══ Supplied information

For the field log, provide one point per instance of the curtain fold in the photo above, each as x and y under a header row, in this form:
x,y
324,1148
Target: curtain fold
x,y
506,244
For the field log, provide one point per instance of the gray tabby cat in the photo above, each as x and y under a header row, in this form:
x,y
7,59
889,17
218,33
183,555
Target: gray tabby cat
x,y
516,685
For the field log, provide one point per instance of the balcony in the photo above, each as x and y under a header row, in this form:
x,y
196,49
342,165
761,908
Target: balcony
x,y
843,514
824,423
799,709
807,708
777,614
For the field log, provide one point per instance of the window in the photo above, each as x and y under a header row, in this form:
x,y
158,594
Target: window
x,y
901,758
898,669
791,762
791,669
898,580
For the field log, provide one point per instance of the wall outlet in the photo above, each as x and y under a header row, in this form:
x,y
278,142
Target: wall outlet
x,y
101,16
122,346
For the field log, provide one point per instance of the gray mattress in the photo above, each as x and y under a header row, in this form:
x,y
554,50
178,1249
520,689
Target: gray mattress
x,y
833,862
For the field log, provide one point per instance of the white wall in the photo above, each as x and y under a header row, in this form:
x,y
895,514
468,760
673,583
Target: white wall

════

* [Exercise directions] Retype each line of the listing exactly as it was given above.

* [Answer space]
For the field log, provide one point per instance of the curtain fold in the photo above, each as x and y under a header row, in this form:
x,y
324,1148
Target: curtain fold
x,y
506,244
For the field log, provide one point per instance of the gray tabby cat in the photo above, each as x and y under a header row, in this form:
x,y
7,59
889,17
218,33
183,555
Target: gray tabby cat
x,y
516,685
For the field log, provide one point per instance of the balcony in the photo above, each as x and y under a header row, in this form:
x,y
196,49
342,165
761,908
Target: balcony
x,y
843,514
824,423
799,709
807,708
777,614
For the field log, provide one point per instance of the window in the photo above, each as x and y under a header row, in this form:
x,y
158,594
Target: window
x,y
901,758
898,669
791,762
791,669
898,580
For the field log, provide one point per instance of the wall outlet in the photo above, each as x and y under a header row, in this form:
x,y
278,142
Target: wall outlet
x,y
101,16
122,346
For the field log, provide one point per instance of the gray mattress in the photo above, each as x and y under a header row, in this form:
x,y
554,50
178,1249
520,689
Target: gray mattress
x,y
833,862
For the field log, provide one point per instance of the white wall in the photo above, each as x and y under a header row, in this form:
x,y
895,514
468,760
673,583
Target: white wall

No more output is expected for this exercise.